■ **Work order**
Transcribe the entries below exactly as they appear.

■ **Records from a dataset**
• • • • •

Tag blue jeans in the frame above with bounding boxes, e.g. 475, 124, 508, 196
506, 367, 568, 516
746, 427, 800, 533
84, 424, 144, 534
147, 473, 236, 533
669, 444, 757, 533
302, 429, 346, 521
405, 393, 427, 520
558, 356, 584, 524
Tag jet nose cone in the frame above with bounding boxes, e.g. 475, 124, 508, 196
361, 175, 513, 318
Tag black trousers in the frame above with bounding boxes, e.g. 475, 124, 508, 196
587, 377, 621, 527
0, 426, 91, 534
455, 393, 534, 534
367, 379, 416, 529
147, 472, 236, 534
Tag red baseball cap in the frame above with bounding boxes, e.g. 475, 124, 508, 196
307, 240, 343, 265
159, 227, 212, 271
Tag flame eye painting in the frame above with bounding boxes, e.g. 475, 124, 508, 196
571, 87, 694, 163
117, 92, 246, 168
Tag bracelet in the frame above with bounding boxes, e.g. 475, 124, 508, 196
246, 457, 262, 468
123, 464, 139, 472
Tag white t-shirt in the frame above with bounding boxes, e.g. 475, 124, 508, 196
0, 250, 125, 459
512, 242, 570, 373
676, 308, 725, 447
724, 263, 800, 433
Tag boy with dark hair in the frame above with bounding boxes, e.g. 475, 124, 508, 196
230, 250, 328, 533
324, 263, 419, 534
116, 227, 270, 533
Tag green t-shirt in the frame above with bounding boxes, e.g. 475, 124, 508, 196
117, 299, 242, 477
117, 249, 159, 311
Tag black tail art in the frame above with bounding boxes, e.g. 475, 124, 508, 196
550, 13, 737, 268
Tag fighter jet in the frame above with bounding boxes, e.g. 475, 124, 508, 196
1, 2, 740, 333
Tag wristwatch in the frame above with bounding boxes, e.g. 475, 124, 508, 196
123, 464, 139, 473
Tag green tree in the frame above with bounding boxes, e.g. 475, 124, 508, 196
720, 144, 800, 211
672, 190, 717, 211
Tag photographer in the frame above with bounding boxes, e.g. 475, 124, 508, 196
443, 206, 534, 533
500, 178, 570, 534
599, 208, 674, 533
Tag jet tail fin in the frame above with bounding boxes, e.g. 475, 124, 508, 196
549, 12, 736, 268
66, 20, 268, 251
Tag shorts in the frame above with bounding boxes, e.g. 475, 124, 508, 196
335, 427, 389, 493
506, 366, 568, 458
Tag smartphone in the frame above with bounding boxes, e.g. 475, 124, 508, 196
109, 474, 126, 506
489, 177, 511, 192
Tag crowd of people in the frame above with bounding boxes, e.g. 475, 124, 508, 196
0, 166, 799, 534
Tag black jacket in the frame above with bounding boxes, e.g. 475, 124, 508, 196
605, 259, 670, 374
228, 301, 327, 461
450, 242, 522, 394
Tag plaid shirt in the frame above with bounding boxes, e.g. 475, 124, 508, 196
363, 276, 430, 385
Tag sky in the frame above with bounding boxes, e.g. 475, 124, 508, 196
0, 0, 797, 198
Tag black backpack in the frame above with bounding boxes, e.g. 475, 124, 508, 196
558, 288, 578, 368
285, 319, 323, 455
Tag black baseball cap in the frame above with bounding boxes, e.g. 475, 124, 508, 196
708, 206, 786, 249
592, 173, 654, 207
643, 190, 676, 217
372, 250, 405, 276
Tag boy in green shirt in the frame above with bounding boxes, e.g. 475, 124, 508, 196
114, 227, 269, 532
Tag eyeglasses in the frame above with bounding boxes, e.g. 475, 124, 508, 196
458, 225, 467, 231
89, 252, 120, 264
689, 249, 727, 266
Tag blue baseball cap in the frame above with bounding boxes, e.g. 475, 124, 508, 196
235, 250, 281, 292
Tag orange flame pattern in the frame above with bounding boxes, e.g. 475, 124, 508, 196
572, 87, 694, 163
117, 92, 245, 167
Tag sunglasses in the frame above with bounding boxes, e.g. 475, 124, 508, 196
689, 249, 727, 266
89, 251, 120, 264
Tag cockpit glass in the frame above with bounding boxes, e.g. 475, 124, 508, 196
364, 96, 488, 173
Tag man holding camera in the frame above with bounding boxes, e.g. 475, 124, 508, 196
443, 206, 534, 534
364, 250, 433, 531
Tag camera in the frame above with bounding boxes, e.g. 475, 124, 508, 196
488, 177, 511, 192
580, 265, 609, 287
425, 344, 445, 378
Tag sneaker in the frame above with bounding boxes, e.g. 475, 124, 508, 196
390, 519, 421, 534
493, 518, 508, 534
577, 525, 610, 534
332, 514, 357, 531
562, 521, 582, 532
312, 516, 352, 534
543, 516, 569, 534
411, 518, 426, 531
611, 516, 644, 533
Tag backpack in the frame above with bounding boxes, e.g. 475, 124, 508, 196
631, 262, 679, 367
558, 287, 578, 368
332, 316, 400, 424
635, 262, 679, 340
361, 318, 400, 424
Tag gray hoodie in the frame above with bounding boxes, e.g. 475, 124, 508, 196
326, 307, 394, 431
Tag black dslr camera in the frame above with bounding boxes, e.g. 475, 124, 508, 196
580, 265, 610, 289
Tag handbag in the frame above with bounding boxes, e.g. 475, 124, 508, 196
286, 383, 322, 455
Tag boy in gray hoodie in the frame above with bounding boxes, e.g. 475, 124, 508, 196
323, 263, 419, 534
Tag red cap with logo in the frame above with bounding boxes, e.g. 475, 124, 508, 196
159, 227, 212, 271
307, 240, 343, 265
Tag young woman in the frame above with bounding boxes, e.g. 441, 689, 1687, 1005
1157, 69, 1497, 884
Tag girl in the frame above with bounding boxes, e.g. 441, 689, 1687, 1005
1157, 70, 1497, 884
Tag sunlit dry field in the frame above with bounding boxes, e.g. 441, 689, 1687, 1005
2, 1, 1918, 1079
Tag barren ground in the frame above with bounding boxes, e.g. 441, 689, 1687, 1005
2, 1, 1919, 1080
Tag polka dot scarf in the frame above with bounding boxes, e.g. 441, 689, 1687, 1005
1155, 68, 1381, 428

• • • • •

■ **Response area**
Tag blue jeans in the frame above with bounding boxes, e.g. 475, 124, 508, 196
506, 367, 568, 516
746, 427, 800, 533
84, 424, 144, 534
147, 473, 236, 533
669, 444, 757, 533
302, 429, 346, 521
405, 393, 427, 520
558, 356, 584, 524
Tag jet nose cone in the frame above with bounding boxes, e.g. 475, 124, 508, 196
361, 175, 513, 318
Tag black trousers in the frame above with bounding boxes, e.g. 475, 124, 508, 196
587, 377, 621, 527
0, 426, 91, 534
455, 393, 534, 534
367, 379, 416, 529
147, 472, 236, 534
Tag red baseball cap in the frame above with bounding boxes, e.g. 475, 124, 508, 196
307, 240, 343, 265
159, 227, 212, 271
Tag flame eye painting in the frame above with bounding boxes, e.g. 475, 124, 508, 196
571, 87, 694, 163
117, 92, 246, 168
Tag bracelet in the frame above with bounding boxes, e.g. 475, 124, 508, 196
246, 457, 262, 468
123, 464, 139, 472
Tag white t-shirt in the frame above with bounding boxes, e.g. 475, 124, 508, 196
0, 250, 125, 459
512, 242, 570, 373
676, 308, 725, 447
724, 263, 800, 433
Tag boy with dark hair in the frame above with bounding boxes, e.g. 475, 124, 508, 196
230, 250, 328, 533
324, 263, 419, 534
116, 227, 270, 533
Tag green t-shirt in the frame above with bounding boxes, e.g. 475, 124, 508, 196
117, 299, 242, 477
117, 249, 159, 311
Tag black tail art in the frame above with bounding boxes, e.g. 475, 124, 508, 196
550, 13, 737, 268
Tag fighter jet in the frame above with bounding boxes, e.g. 475, 124, 508, 196
1, 2, 740, 333
Tag wristwatch in the frame above with bounding boxes, e.g. 475, 124, 508, 196
123, 464, 139, 473
Tag green tree in the frame above with bounding boxes, e.g. 475, 124, 508, 196
720, 144, 800, 211
672, 190, 717, 211
Tag photographer in the frame above with bounding boxes, e.g. 475, 124, 508, 196
443, 206, 534, 533
500, 178, 570, 534
599, 208, 674, 533
Tag jet tail fin in the frame above with bounding boxes, e.g. 475, 124, 508, 196
549, 12, 736, 268
66, 20, 268, 251
Tag shorts in the frame above with bounding boxes, e.g. 475, 124, 508, 196
335, 427, 389, 493
506, 366, 568, 458
Tag smartphone in the frame above with bounding boxes, e.g. 475, 124, 508, 196
109, 474, 126, 506
489, 177, 511, 192
Tag crowd of people in the frame above with bounding boxes, e.g. 475, 124, 508, 196
0, 166, 799, 534
Tag black jacket in the frame above with bounding boxes, e.g. 475, 124, 508, 196
605, 259, 670, 374
228, 301, 327, 461
450, 242, 522, 394
Tag plaid shirt in the frame above with bounding boxes, e.g. 475, 124, 508, 196
363, 276, 430, 385
Tag sky in the frame above with bounding boxes, e.g. 475, 124, 508, 196
0, 0, 797, 198
Tag black backpack in the frame above with bounding boxes, e.g. 475, 124, 508, 196
558, 288, 578, 368
285, 319, 323, 455
Tag black baseball cap in the frame above with bounding boxes, e.g. 475, 124, 508, 196
708, 206, 786, 249
592, 173, 654, 207
643, 190, 676, 217
372, 250, 405, 276
Tag boy in green shirt in the frame above with bounding boxes, e.g. 475, 124, 508, 196
114, 227, 269, 532
Tag eyeglasses in the frame above with bounding boxes, e.g. 475, 124, 508, 196
458, 225, 467, 231
89, 252, 120, 264
689, 249, 727, 266
Tag blue baseball cap in the frame above with bounding boxes, e.g. 475, 124, 508, 196
235, 250, 281, 292
Tag orange flame pattern in the frame above with bounding boxes, e.g. 475, 124, 508, 196
572, 87, 694, 163
117, 92, 245, 167
Tag sunglasses in the frame above with bounding boxes, e.g. 475, 124, 508, 196
689, 249, 727, 266
89, 251, 120, 264
Tag cockpit glass in the frame above with bounding boxes, e.g. 475, 124, 508, 196
364, 96, 488, 173
Tag man holding camera in the frame above with bounding boxes, e.g. 475, 124, 508, 196
443, 206, 534, 534
364, 250, 433, 531
Tag camera in the frame above with bounding boxes, e.g. 475, 124, 508, 196
488, 177, 511, 192
580, 265, 609, 287
425, 344, 445, 378
Tag sneaker in the frame above with bounding boxes, e.g. 475, 124, 508, 196
390, 519, 421, 534
493, 518, 508, 534
577, 525, 610, 534
332, 514, 357, 531
562, 521, 582, 532
312, 516, 352, 534
543, 516, 569, 534
411, 518, 426, 531
611, 516, 644, 533
Tag backpack in the frame above with bounding boxes, e.g. 475, 124, 508, 196
631, 262, 679, 367
558, 287, 578, 368
332, 316, 400, 424
635, 262, 679, 340
361, 318, 400, 424
Tag gray hoodie in the frame above with bounding boxes, e.g. 475, 124, 508, 196
326, 307, 394, 431
Tag black dslr camera in the frame above with bounding boxes, e.g. 475, 124, 508, 196
580, 265, 610, 289
Tag handbag in the frame above with bounding boxes, e.g. 475, 124, 508, 196
286, 383, 322, 455
Tag boy in gray hoodie in the frame above with bounding boxes, e.g. 475, 124, 508, 196
323, 263, 419, 534
Tag red cap with logo in the frame above with bounding boxes, e.g. 475, 124, 508, 196
159, 227, 212, 271
307, 240, 343, 265
Tag young woman in the frame above with bounding boxes, e.g. 441, 689, 1687, 1005
1157, 69, 1497, 884
Tag girl in the frame above with bounding boxes, e.g. 441, 689, 1687, 1005
1157, 70, 1497, 884
Tag sunlit dry field in the frame above with bounding boxes, e.g. 441, 689, 1687, 1005
2, 1, 1918, 1079
Tag barren ground in the frame above with bounding boxes, e.g. 441, 689, 1687, 1005
2, 1, 1919, 1080
Tag polka dot scarf in the frame above with bounding boxes, e.g. 441, 689, 1687, 1005
1155, 68, 1381, 428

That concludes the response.